- **Instructions to follow**:
From the listing below, return each line that includes "instance".

- **Source data**:
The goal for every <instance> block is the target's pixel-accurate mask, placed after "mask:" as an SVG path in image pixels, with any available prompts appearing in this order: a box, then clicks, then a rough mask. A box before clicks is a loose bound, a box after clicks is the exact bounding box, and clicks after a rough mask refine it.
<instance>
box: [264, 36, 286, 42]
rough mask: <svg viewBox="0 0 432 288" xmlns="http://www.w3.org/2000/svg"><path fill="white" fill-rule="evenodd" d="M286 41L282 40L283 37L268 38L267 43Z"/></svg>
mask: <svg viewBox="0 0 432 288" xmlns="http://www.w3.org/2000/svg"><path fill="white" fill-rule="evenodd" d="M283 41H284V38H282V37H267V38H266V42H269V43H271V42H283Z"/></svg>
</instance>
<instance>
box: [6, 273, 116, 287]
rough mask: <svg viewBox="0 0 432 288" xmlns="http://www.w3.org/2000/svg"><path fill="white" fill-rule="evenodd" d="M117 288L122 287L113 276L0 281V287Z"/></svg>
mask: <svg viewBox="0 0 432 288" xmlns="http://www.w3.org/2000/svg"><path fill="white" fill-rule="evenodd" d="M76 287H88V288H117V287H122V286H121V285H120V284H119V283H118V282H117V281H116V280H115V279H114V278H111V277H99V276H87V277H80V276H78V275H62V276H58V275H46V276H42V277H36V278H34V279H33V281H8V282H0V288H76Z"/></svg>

- **Problem solution**:
The goal for every <instance> block is the target's pixel-accurate mask, placed after "mask:" as an SVG path in image pixels, with any available prompts appearing in this order: a box, then clicks, then a rough mask. A box before clicks is a loose bound, a box after clicks is the exact bounding box, and clicks after a rough mask refine it.
<instance>
</instance>
<instance>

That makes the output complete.